-- DIRECTIONS --
List each line in the records below that contains the word "distant".
┌─ DATA TO PROCESS
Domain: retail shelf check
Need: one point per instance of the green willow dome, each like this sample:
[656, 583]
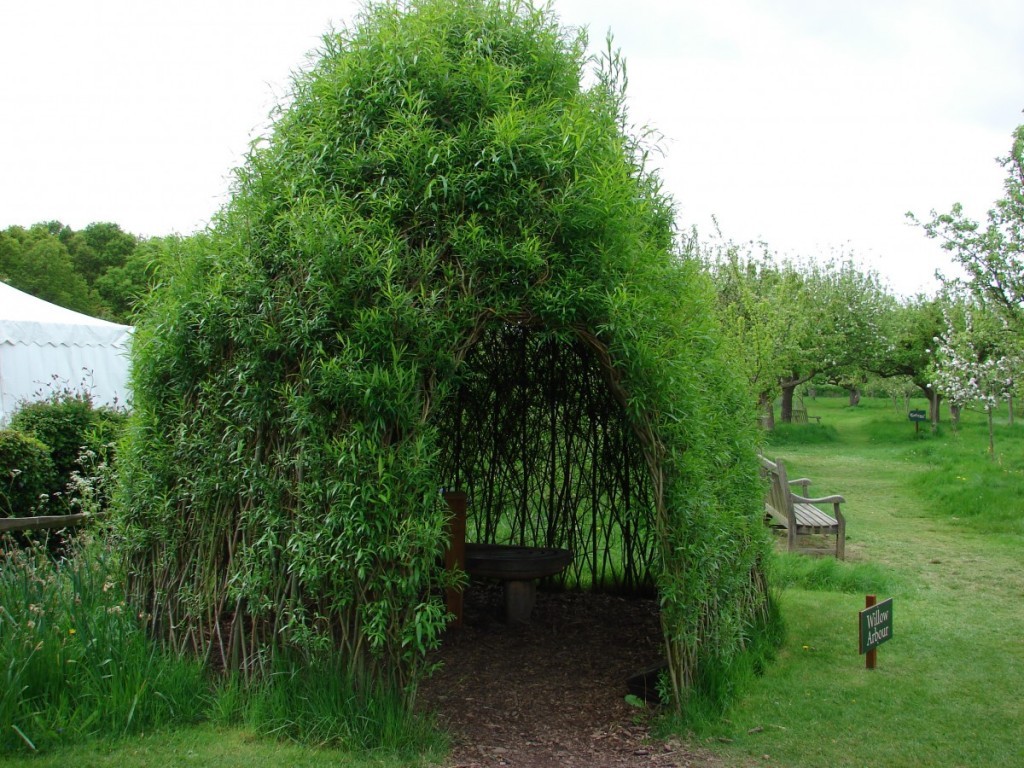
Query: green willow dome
[446, 266]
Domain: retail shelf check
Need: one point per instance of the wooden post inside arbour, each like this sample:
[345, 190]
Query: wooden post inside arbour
[455, 555]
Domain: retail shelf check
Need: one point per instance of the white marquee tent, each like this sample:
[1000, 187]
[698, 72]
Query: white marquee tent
[44, 346]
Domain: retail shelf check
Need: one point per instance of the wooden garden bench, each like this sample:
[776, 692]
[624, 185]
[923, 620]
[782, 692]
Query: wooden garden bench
[798, 514]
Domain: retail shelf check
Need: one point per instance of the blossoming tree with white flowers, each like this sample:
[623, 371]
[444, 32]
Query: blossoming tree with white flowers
[977, 360]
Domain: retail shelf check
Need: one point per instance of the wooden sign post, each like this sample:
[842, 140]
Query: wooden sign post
[455, 555]
[876, 628]
[916, 417]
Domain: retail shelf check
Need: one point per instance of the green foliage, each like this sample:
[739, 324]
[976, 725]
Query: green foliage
[27, 473]
[829, 574]
[964, 484]
[802, 434]
[990, 254]
[99, 270]
[68, 424]
[441, 179]
[74, 663]
[313, 701]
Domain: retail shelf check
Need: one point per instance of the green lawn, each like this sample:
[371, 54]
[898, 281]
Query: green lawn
[204, 747]
[948, 687]
[932, 521]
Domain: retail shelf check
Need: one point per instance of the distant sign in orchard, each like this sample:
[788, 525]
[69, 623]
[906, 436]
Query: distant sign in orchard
[876, 625]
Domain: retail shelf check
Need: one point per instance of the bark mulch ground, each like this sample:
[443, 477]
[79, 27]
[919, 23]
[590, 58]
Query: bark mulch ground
[551, 693]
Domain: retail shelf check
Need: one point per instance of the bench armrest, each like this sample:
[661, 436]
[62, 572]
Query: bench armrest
[822, 500]
[804, 482]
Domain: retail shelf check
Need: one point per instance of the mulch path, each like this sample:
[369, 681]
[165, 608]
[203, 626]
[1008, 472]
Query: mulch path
[551, 693]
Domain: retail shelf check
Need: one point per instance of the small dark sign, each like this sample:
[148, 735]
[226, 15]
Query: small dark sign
[876, 625]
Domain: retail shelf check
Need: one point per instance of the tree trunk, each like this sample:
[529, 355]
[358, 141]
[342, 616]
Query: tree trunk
[934, 399]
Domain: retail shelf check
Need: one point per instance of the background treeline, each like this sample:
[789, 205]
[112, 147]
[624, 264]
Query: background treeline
[99, 270]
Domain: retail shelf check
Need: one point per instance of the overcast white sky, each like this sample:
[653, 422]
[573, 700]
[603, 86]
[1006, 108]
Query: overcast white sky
[811, 124]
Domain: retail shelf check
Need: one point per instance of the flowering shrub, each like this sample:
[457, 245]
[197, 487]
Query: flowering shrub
[26, 473]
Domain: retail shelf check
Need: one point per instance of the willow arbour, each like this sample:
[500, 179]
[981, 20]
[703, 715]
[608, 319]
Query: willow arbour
[441, 190]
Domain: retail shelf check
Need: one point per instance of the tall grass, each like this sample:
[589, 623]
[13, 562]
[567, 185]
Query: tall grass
[313, 701]
[74, 664]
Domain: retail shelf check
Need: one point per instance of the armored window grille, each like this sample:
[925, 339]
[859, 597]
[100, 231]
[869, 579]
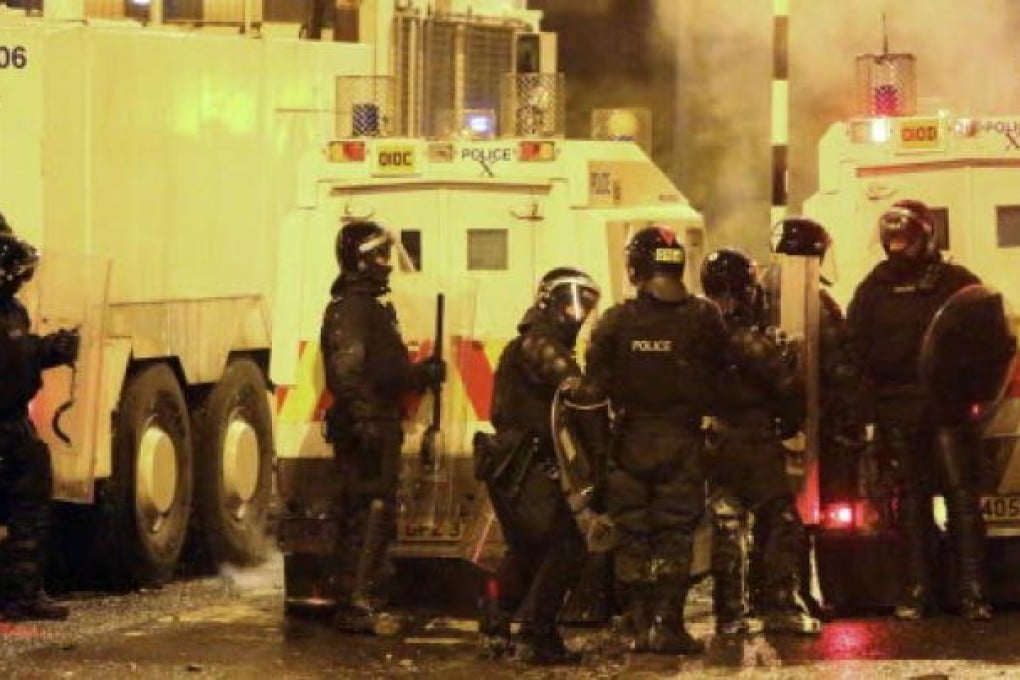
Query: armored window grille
[488, 250]
[1008, 225]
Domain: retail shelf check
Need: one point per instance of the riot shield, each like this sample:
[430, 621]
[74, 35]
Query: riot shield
[437, 474]
[967, 355]
[793, 296]
[578, 474]
[69, 291]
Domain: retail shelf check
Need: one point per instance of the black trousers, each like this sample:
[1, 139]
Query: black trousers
[26, 486]
[545, 548]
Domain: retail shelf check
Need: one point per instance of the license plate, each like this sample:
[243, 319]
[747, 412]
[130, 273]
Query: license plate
[1001, 508]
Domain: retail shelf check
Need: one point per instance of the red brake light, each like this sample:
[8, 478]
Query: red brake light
[532, 151]
[838, 516]
[341, 152]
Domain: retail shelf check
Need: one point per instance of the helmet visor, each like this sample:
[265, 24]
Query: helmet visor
[573, 298]
[902, 233]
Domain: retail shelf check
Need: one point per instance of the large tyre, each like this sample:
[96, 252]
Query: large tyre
[234, 466]
[147, 502]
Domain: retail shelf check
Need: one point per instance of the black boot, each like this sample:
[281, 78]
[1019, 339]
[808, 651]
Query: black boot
[640, 615]
[967, 528]
[494, 634]
[783, 609]
[729, 583]
[39, 608]
[542, 644]
[668, 634]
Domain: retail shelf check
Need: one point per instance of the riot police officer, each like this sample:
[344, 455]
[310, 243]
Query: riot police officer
[545, 548]
[367, 372]
[657, 358]
[26, 477]
[840, 407]
[748, 462]
[887, 317]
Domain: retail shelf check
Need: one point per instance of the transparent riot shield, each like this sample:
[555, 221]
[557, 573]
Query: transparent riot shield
[69, 291]
[438, 489]
[793, 307]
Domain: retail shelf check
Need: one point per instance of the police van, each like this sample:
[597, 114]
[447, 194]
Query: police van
[967, 170]
[185, 167]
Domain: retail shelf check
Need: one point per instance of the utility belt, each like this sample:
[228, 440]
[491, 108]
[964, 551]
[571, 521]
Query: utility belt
[503, 460]
[683, 417]
[748, 432]
[900, 391]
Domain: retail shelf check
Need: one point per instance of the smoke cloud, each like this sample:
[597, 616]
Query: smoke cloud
[968, 61]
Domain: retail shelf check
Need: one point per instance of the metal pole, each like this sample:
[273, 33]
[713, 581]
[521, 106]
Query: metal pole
[780, 108]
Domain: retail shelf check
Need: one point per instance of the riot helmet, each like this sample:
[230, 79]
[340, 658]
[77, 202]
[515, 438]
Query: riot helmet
[655, 262]
[907, 231]
[568, 297]
[800, 236]
[363, 250]
[730, 278]
[17, 262]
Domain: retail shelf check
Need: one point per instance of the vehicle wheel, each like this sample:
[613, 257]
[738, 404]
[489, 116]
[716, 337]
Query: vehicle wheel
[234, 466]
[147, 502]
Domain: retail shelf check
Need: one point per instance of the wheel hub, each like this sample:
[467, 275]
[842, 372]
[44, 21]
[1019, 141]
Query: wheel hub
[157, 474]
[241, 463]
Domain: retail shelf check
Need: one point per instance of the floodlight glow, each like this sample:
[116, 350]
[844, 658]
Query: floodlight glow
[479, 124]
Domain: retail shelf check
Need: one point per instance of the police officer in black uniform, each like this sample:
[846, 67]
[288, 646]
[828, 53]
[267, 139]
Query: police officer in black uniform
[657, 358]
[840, 428]
[748, 462]
[887, 317]
[545, 547]
[367, 372]
[26, 477]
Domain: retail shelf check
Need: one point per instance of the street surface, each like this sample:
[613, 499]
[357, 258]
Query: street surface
[234, 627]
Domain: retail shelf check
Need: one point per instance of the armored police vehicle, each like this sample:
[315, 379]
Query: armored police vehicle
[967, 169]
[185, 167]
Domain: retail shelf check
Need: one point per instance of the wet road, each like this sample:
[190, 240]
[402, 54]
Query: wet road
[234, 627]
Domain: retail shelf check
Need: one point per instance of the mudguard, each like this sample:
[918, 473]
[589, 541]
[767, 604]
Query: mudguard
[968, 354]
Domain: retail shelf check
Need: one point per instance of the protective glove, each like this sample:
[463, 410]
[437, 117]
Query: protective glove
[429, 373]
[61, 347]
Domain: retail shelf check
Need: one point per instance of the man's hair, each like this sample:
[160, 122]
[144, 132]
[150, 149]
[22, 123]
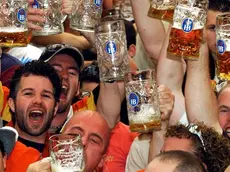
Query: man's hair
[220, 5]
[213, 149]
[185, 161]
[37, 68]
[2, 149]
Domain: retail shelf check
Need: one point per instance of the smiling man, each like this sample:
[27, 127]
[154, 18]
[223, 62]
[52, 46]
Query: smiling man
[33, 98]
[67, 61]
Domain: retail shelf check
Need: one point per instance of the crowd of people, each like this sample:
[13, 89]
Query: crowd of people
[52, 86]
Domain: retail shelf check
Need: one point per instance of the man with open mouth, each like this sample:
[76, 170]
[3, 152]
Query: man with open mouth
[33, 100]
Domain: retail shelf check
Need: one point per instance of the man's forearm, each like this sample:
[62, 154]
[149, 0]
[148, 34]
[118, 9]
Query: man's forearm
[109, 103]
[170, 72]
[151, 30]
[201, 104]
[157, 141]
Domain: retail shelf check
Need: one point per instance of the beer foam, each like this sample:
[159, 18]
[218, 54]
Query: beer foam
[12, 29]
[59, 168]
[146, 114]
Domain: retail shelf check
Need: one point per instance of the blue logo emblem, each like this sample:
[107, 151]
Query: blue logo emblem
[35, 4]
[133, 99]
[98, 2]
[111, 48]
[21, 15]
[221, 47]
[187, 25]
└─
-- EXERCISE ANSWER --
Need: one point per instance of the distant sign in orchard, each like this sample:
Query: distant sign in orchard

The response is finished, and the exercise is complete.